Table 6: Output of Regression Analysis
F Statistic |
5978.55 |
P Value |
0.000 |
R2 |
0.804 |
Intercept |
-12.283 |
Slope |
38.782 |
As per the table we can see that P value being 0 signifies that the relationship between monthly sales and customers who bought is highly significant. (Chen, Kang, Xing, Zhao & Milton, 2018) With the value of 0.819 of R2 we can suggest that the model is fitting the data quite well. The model used was:
Total sale (in $) = -12.283 + 38.782 × No’s of Customers
- The mean number of customers who have bought the books suggest that the shipping should be made free in order to have more number of orders from the customers
- Mean number of customer in WA is higher as compared to the SA region hence, company should promote more in the SA region of the country to increase sales.
- Mean number of Romance category books sales is more than any other category hence more titles should be kept in order to increase sales.
- Strength of shipping staff to be increase to cater more orders
- Adopt new marketing strategies like digital marketing in order to fetch more orders
- Other regions of Australia should be targeted for selling the books
- More Romance Titles should be kept on the portal for sales
Conclusions
Averaging 4.75 customers are buying the books from the eCommerce platform. The mean of the customers buying the books are more by Free shipping rather than the paid shipping. Mean of new customers is less than the number of existing customers. Mean number of customer from WA is larger than the SA region. Customers demanding Romance books is higher than any other category into consideration.

_Information supplied_:
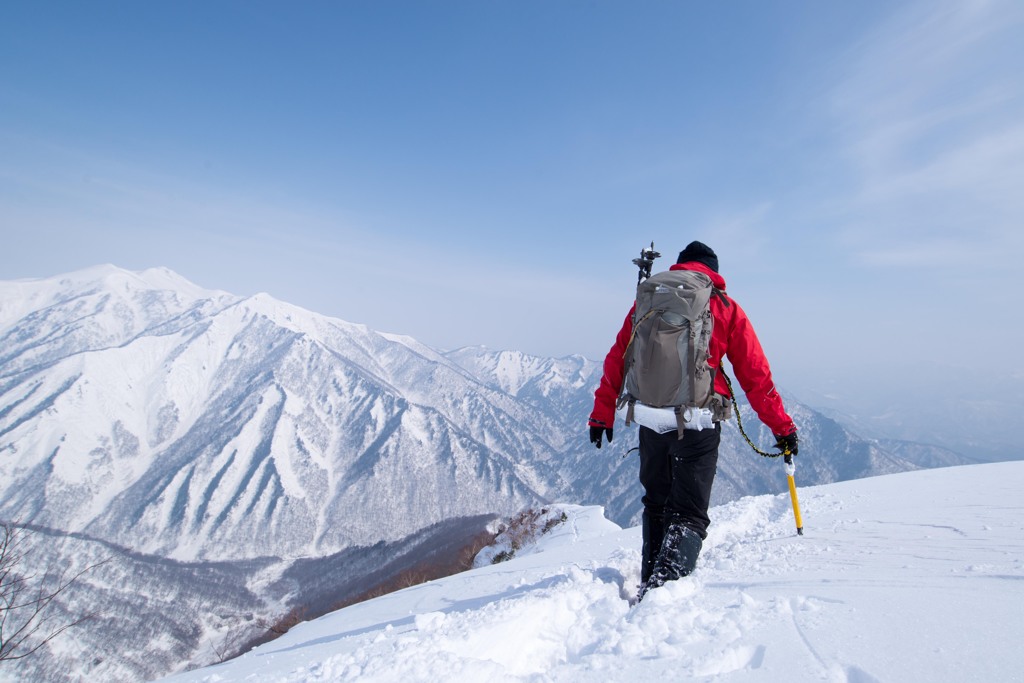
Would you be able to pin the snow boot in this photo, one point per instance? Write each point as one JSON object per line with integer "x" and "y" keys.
{"x": 653, "y": 532}
{"x": 677, "y": 559}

_What to work on_:
A: Translate this sentence from the book sales analysis into Spanish: "Mean of new customers is less than the number of existing customers."
B: Pick up the book sales analysis after its final sentence and carry it forward.

_Task answers_:
A: La media de clientes nuevos es menor que el número de clientes existentes.

B:
There is significant difference of among number of customers who bought books on paid and free shipping. No significant difference among customers who were existing and new customers. There is significant difference between customers from SA and WA region.
From one-way ANOVA test for different categories we can make the analysis that our alternative hypothesis was indeed correct and there is a significant difference between mean number of customers who have placed the order from different categories. Correlation analysis states that product price is positively correlated, Sale price is positively correlated, Profit .is positively correlated but with very low significance.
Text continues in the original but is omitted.